Instructions to follow :: Search the entries below for "instance" and copy each matching line.

[Stored data]
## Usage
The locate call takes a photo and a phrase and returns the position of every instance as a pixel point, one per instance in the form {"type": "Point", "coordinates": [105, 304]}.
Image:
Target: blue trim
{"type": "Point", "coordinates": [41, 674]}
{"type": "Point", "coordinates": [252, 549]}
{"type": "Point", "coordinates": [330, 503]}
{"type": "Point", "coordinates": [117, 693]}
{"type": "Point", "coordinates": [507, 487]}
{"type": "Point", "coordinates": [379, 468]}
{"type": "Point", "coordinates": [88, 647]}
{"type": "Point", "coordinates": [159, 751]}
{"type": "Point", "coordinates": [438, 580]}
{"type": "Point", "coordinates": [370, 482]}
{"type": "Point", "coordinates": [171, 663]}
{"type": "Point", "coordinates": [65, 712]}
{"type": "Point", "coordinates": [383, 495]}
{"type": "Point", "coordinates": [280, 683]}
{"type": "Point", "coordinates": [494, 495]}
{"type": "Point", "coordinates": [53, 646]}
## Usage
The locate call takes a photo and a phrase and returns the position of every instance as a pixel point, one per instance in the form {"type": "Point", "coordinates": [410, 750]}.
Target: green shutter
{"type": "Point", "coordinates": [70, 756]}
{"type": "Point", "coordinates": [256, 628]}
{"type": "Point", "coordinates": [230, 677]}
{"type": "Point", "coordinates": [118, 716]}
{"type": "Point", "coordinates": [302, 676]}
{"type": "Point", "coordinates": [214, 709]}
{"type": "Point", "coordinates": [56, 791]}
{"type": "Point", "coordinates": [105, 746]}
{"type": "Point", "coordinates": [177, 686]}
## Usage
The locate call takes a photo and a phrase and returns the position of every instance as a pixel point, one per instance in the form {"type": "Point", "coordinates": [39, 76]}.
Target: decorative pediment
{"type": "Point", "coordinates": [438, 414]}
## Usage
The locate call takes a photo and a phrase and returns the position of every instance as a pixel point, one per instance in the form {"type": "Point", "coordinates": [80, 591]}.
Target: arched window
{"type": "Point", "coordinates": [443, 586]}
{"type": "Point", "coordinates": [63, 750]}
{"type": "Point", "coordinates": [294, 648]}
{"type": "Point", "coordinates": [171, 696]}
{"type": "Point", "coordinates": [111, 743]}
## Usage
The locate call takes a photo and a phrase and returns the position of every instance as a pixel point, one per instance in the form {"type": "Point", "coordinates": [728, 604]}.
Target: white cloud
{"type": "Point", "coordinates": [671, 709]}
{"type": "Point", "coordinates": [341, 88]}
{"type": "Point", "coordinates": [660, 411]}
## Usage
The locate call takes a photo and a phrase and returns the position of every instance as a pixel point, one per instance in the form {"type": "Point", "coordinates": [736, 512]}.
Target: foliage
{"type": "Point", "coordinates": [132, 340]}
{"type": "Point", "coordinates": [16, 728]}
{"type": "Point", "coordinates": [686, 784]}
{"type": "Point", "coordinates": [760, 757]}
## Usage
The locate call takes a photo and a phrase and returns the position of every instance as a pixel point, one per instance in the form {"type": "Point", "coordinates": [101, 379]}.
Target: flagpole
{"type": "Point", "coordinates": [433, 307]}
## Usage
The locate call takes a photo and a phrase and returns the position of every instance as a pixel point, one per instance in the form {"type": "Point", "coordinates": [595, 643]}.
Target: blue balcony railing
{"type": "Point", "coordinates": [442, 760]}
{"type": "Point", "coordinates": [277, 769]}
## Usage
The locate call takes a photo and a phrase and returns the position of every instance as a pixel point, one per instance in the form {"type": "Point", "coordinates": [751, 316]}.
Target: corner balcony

The completed task ::
The locate call takes a photo and a phrase and returns the position of every instance as a pixel point, one per instance in the form {"type": "Point", "coordinates": [105, 304]}.
The locate call takes a photo and a phrase and returns the position of every instance as a pixel point, one per instance in the form {"type": "Point", "coordinates": [410, 750]}.
The locate call takes a photo and a phrase and returns the position of every instance as a pixel point, one per instance in the form {"type": "Point", "coordinates": [39, 76]}.
The locate call takes a photo and a phrase and returns the position of every instance as a pixel point, one per instance in the form {"type": "Point", "coordinates": [80, 591]}.
The locate call takes a photo and a phrase and returns the position of every instance as a pixel point, one per instance in the form {"type": "Point", "coordinates": [728, 604]}.
The locate call takes a photo and a phrase and returns the position of every instance as a pixel point, one per instance in the form {"type": "Point", "coordinates": [736, 512]}.
The locate call takes a photo and a phrase and returns the position of every instance as a pixel point, one per instance in the form {"type": "Point", "coordinates": [101, 379]}.
The locate call takes a photo and a phrase and returns the position of every instance as a pixel point, one per instance in the form {"type": "Point", "coordinates": [595, 643]}.
The locate call takes a photo and a phrase and returns the position of every instance as a pixel point, one per instance in the form {"type": "Point", "coordinates": [751, 316]}.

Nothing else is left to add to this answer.